[ÉNONCÉ A]:
Relevez, dans l'extrait sur la remontée de vulnérabilités, chaque désignation d'un groupe de personnes.
[ÉNONCÉ B]:
D'après l'extrait sur la remontée de vulnérabilités, pourquoi l'encadrement de cette démarche reste-t-il difficile à appréhender ?
[ÉNONCÉ C]:
Prolongez l'extrait sur la remontée de vulnérabilités à partir de sa dernière phrase.
═════ EXTRAIT SOURCE
Le déploiement des différents systèmes de sécurité devient une priorité face à l’augmentation des risques cybers, c’est la raison pour laquelle les remontées de vulnérabilités occupent un rôle essentiel. Ce mécanisme permet à des individus de détecter puis de corriger les failles informatiques avant qu’elles ne soient exploitées par des tiers malveillants.

Toutefois, pour garantir l’efficacité de ladite remontée de vulnérabilités, il est primordial d’établir un cadre juridique clair et suffisamment protecteur pour les acteurs bien intentionnés. L’encadrement de cette démarche reste difficile à appréhender, notamment en raison de l’adoption de textes législatifs nébuleux sur le sujet.
══════════
═════ ÉCHANTILLON DE DONNÉES
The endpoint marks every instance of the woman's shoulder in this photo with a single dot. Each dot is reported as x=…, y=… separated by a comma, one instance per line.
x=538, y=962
══════════
[CORRIGÉ A]:
- des individus
- des tiers malveillants
- les acteurs bien intentionnés

[CORRIGÉ B]:
Notamment en raison de l'adoption de textes législatifs nébuleux sur le sujet.

[CORRIGÉ C]:
Une vulnérabilité informatique ce n’est ni plus ni moins qu’une faiblesse au sein d’un système d’information qui constitue une faille permettant à un attaquant de porter atteinte au fonctionnement normal de ce système. De cette manière, un individu malveillant pourrait l’exploiter pour compromettre sa sécurité et affecter la confidentialité ainsi que l’intégrité des données ce qui est très courant dans le cas de ransomware, d’un malware ou d’une attaque par DDOS.

"White hat" versus "Black hat".

Il faut savoir faire la part entre un individu qui agirait dans un but malveillant en toute illégalité et celui qui souhaiterait porter à la connaissance des responsables d’un site une vulnérabilité des plus critiques. Ce premier individu malveillant, plus communément appelé « hacker » ou encore « pirate informatique », peut être inclus au sein d’une catégorie que l’on nomme « black hat ». A contrario, un « white hat » n’est autre qu’un chercheur en sécurité ou hacker éthique, qui fait preuve de moralité, d’éthique, et non de malveillance.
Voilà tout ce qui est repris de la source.